**Goal of the exercise:**
Gather each line in the records below that contains the word "horse" and copy those lines. Matching is case-sensitive.

**Input rows:**
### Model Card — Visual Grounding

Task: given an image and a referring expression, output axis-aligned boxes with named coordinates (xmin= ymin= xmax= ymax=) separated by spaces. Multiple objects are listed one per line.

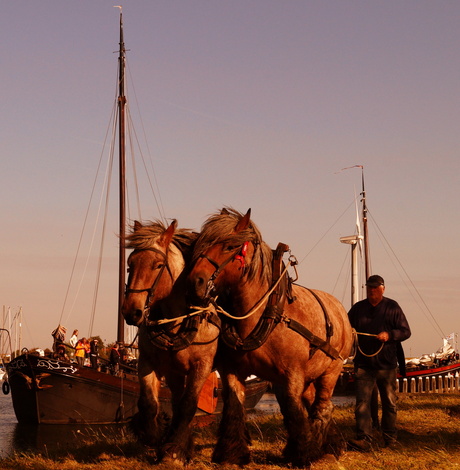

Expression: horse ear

* * *

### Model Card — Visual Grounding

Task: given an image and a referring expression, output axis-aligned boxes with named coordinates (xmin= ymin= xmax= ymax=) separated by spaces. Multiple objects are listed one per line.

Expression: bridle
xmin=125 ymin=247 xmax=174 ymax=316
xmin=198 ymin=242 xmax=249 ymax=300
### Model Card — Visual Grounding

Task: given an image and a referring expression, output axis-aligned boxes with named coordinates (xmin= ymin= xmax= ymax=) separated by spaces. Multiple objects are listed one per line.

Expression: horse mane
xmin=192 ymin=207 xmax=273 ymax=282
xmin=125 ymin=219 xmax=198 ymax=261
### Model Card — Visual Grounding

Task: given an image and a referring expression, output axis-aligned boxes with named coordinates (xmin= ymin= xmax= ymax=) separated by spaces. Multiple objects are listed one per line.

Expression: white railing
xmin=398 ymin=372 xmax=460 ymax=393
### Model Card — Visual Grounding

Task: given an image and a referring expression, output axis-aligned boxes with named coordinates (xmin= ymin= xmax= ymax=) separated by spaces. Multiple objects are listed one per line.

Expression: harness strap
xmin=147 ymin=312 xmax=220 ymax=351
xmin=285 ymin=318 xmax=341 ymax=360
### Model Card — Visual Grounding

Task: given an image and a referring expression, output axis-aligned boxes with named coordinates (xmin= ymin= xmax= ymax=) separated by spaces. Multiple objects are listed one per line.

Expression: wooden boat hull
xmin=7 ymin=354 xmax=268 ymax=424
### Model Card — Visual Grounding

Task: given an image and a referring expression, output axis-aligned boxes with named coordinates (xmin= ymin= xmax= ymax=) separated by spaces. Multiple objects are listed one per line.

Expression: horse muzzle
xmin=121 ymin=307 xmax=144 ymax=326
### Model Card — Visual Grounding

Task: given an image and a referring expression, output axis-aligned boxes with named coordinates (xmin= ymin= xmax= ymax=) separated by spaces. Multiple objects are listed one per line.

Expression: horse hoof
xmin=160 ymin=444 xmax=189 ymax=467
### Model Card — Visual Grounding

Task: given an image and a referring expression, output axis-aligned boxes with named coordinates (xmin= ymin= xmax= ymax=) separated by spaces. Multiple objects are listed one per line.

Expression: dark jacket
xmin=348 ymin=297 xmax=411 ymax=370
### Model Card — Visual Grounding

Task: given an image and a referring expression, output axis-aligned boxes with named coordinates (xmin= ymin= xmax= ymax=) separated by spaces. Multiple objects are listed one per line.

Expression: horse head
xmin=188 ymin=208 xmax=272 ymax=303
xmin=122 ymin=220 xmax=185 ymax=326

**Complete output:**
Expression: horse ear
Expression: horse mane
Expression: horse muzzle
Expression: horse hoof
Expression: horse head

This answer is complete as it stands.